• Task goal:
Print out every record exactly as it appears.

• Records for this task:
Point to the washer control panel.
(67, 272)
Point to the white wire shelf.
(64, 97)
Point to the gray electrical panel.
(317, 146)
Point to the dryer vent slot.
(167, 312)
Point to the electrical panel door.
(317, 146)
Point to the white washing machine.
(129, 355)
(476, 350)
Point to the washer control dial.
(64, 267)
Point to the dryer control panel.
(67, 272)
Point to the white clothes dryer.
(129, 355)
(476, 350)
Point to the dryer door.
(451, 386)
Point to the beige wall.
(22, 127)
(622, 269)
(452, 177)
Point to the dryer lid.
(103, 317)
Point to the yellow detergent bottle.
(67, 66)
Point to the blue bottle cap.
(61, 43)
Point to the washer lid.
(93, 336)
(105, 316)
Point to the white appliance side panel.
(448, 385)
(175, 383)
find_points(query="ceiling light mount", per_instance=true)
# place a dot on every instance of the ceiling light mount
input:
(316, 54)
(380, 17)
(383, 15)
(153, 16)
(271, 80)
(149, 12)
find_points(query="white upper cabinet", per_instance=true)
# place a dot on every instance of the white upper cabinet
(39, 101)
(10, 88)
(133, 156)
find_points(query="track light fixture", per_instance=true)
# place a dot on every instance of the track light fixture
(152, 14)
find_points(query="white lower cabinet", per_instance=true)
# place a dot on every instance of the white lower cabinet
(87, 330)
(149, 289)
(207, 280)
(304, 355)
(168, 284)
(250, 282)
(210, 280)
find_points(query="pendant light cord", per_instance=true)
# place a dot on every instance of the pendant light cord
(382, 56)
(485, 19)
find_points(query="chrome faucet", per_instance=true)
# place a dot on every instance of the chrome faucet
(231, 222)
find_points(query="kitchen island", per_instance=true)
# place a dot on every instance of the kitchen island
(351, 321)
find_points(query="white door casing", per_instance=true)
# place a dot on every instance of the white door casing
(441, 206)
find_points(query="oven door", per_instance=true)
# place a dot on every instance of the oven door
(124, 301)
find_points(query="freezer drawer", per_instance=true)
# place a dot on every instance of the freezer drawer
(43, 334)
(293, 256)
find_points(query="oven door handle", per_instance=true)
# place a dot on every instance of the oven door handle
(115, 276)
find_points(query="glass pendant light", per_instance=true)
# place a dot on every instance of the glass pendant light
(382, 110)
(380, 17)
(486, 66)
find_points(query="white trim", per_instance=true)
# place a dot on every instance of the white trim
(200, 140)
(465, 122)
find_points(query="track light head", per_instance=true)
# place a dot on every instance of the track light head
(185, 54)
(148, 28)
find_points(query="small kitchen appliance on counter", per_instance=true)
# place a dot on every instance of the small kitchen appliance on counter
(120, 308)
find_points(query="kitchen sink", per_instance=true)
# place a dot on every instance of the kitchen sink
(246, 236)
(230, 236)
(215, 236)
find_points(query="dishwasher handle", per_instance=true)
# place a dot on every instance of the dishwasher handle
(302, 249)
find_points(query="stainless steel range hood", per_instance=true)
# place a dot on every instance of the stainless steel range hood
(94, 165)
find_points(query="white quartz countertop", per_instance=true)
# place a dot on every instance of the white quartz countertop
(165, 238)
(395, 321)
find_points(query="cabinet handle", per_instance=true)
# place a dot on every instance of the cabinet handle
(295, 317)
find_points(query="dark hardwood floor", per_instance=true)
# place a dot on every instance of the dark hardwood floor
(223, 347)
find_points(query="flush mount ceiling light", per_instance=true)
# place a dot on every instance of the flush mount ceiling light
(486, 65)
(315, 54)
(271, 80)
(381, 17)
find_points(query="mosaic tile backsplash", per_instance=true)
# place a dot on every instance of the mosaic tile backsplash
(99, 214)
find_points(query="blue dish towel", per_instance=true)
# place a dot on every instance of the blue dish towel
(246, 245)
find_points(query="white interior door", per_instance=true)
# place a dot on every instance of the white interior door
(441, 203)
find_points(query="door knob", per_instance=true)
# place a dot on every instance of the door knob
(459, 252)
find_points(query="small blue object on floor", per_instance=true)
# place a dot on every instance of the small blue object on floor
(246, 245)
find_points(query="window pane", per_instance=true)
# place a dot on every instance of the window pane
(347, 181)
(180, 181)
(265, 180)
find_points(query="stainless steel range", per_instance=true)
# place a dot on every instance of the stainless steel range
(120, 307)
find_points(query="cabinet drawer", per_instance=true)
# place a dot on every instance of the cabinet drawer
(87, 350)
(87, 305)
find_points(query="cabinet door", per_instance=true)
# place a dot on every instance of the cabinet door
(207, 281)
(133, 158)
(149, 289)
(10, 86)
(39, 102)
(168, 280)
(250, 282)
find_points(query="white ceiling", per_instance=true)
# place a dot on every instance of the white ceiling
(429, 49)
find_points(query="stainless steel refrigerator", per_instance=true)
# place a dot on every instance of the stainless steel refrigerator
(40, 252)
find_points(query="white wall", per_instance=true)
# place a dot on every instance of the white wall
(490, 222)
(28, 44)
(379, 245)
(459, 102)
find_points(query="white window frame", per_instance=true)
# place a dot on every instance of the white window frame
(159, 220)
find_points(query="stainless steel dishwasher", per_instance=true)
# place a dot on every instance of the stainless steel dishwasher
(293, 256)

• Reply to the task:
Point to the washer control panel.
(67, 272)
Point to the white wire shelf.
(64, 97)
Point to the gray electrical panel.
(317, 146)
Point to the dryer vent slot.
(167, 312)
Point to the electrical panel door.
(317, 146)
Point to the white washing machine.
(129, 355)
(476, 350)
Point to the washer control dial.
(64, 267)
Point to the dryer control panel.
(67, 272)
Point to the white clothes dryer.
(129, 355)
(476, 350)
Point to the dryer door.
(451, 386)
Point to the beige wall.
(22, 127)
(622, 269)
(452, 177)
Point to the dryer lid.
(103, 317)
Point to the yellow detergent bottle.
(67, 66)
Point to the blue bottle cap.
(61, 43)
Point to the washer lid.
(93, 336)
(105, 316)
Point to the white appliance side panel.
(448, 385)
(175, 383)
find_points(query="ceiling light mount", per_instance=true)
# place a dot on every instance of the ceiling light mount
input:
(316, 54)
(380, 17)
(383, 15)
(153, 16)
(271, 80)
(149, 12)
find_points(query="white upper cabinet", per_instance=true)
# place a dot on every instance of the white upper cabinet
(39, 101)
(10, 88)
(133, 156)
find_points(query="track light fixture", per_instance=true)
# place a dot on every instance of the track light fixture
(152, 14)
find_points(query="white lower cabinet", per_instance=true)
# place a dot on every instance of the white lower cabinet
(87, 330)
(149, 289)
(207, 280)
(304, 355)
(168, 284)
(250, 282)
(210, 280)
find_points(query="pendant light cord", per_instance=true)
# place a dot on every instance of the pendant light cord
(382, 56)
(485, 19)
find_points(query="chrome faucet", per_instance=true)
# place a dot on every instance of the chrome faucet
(231, 222)
find_points(query="kitchen island", per_instance=true)
# place a dot on every instance of the kitchen island
(351, 321)
find_points(query="white door casing", per_instance=true)
# place a dot on every instance of the white door casing
(441, 206)
find_points(query="oven door", per_instance=true)
# place a dot on every instance of the oven door
(124, 301)
find_points(query="freezer drawer", per_instance=true)
# place a dot on every instance of the freezer drawer
(43, 334)
(293, 256)
find_points(query="oven door handle", per_instance=true)
# place a dot on every instance of the oven door handle
(115, 276)
find_points(query="glass pendant light", per_instance=true)
# place a dot on every instance of the glass pendant light
(382, 110)
(380, 17)
(486, 66)
find_points(query="white trim", per_instance=true)
# place a dot on every instance of the white trim
(200, 140)
(465, 122)
find_points(query="track light head", per_instance=true)
# place a dot on every instance of the track light head
(185, 54)
(148, 28)
find_points(query="small kitchen appliance on counter", per_instance=true)
# place a dot on every instance of the small kitchen appliance on counter
(120, 308)
find_points(query="kitchen sink", per_instance=true)
# place a dot on every instance of the kitchen sink
(246, 236)
(230, 236)
(215, 236)
find_points(query="dishwasher handle", per_instance=true)
# place a dot on every instance of the dishwasher handle
(302, 249)
find_points(query="stainless steel range hood", per_instance=true)
# place a dot on every instance of the stainless steel range hood
(94, 165)
find_points(query="white quartz countertop", per_instance=true)
# place a dot on every instance of the white quartz countertop
(165, 238)
(395, 321)
find_points(query="cabinet handle", per_instance=true)
# place a dot on every instance of the cabinet handle
(295, 317)
find_points(query="dark hardwood floor", per_instance=true)
# place a dot on every instance of the dark hardwood floor
(223, 347)
find_points(query="flush mount ceiling light", per_instance=true)
# place a dot on every instance of the flush mount ceiling light
(486, 65)
(315, 54)
(271, 80)
(381, 17)
find_points(query="mosaic tile backsplash", per_instance=true)
# place a dot on every instance of the mosaic tile backsplash
(99, 214)
find_points(query="blue dish towel", per_instance=true)
# place a dot on every instance of the blue dish towel
(246, 245)
find_points(query="white interior door", per_instance=true)
# place a dot on every instance of the white interior door
(441, 203)
find_points(query="door knob", per_instance=true)
# place a dot on every instance of the door knob
(459, 252)
find_points(query="small blue object on floor", per_instance=true)
# place a dot on every instance of the small blue object on floor
(246, 245)
find_points(query="window pane", per_instance=true)
# place a dot on every instance of the window pane
(347, 181)
(180, 181)
(265, 180)
find_points(query="stainless steel range", per_instance=true)
# place a dot on every instance of the stainless steel range
(120, 307)
find_points(query="cabinet drawer", per_instance=true)
# place a dot on every instance of the cabinet drawer
(87, 350)
(87, 305)
find_points(query="cabinet door", per_instance=true)
# place a dot on every instance of the cabinet door
(207, 281)
(133, 158)
(149, 289)
(10, 86)
(39, 102)
(168, 280)
(250, 282)
find_points(query="white ceiling", per_instance=true)
# place a dot on every instance of the white ceiling
(429, 49)
find_points(query="stainless steel refrigerator", per_instance=true)
# place a dot on every instance of the stainless steel refrigerator
(40, 252)
find_points(query="white wall", per_instance=true)
# place a dot on every instance of the white wall
(490, 222)
(28, 44)
(379, 245)
(459, 102)
find_points(query="white window frame", per_instance=true)
# place a dot on every instance of the white window frame
(159, 220)
find_points(query="stainless steel dishwasher", per_instance=true)
# place a dot on every instance of the stainless steel dishwasher
(293, 256)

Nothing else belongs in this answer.